### CONSIGNE
D'après l'extrait sur la discrimination en raison du handicap, à quels éléments objectifs l'employeur peut-il rattacher la justification de son refus de prendre les mesures d'aménagement ?
##### EXTRAIT DU TEXTE
5. Il résulte de ces textes que le juge, saisi d'une action au titre de la discrimination en raison du handicap, doit, en premier lieu, rechercher si le salarié présente des éléments de fait laissant supposer l'existence d'une telle discrimination, tels que le refus, même implicite, de l'employeur de prendre des mesures concrètes et appropriées d'aménagements raisonnables, le cas échéant sollicitées par le salarié ou préconisées par le médecin du travail ou son refus d'accéder à la demande du salarié de saisir un organisme d'aide à l'emploi des travailleurs handicapés pour la recherche de telles mesures. Il appartient, en second lieu, au juge de rechercher si l'employeur démontre que son refus de prendre ces mesures est justifié par des éléments objectifs étrangers à toute discrimination en raison du handicap, tenant à l'impossibilité matérielle de prendre les mesures sollicitées ou préconisées ou au caractère disproportionné pour l'entreprise des charges consécutives à leur mise en oeuvre.
##########
##### DONNÉES FOURNIES
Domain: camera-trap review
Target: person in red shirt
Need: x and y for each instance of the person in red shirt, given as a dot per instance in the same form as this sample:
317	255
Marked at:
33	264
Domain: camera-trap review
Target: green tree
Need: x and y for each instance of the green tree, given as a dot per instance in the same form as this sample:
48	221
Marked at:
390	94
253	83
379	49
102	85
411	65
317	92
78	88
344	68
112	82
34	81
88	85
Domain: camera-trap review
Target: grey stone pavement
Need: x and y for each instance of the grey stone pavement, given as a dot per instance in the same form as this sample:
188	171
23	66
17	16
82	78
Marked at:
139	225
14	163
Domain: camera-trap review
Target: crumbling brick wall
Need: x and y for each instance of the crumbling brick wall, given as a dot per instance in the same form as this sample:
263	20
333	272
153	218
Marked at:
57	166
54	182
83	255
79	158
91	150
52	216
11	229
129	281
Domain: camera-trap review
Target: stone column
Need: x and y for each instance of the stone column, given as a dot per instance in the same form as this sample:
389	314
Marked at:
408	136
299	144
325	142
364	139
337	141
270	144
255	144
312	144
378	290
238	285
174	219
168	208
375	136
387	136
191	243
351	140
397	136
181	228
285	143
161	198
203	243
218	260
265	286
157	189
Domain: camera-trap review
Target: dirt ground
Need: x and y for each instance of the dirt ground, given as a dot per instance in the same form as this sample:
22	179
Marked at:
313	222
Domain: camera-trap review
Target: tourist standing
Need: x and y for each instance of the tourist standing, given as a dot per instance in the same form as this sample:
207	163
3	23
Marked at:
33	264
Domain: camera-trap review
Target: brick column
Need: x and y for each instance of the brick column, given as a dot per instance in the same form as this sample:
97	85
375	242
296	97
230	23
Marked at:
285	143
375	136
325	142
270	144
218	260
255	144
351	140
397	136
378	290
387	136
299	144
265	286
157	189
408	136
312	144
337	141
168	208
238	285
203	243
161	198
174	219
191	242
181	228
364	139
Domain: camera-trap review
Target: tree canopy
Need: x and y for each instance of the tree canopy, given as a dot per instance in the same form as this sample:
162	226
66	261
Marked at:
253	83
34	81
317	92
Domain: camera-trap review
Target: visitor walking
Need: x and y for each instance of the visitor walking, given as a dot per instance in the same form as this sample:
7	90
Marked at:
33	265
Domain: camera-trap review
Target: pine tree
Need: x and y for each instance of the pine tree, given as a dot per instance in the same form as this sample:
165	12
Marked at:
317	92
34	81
##########
### TÂCHE RÉALISÉE
À l'impossibilité matérielle de prendre les mesures sollicitées ou préconisées, ou au caractère disproportionné pour l'entreprise des charges consécutives à leur mise en œuvre.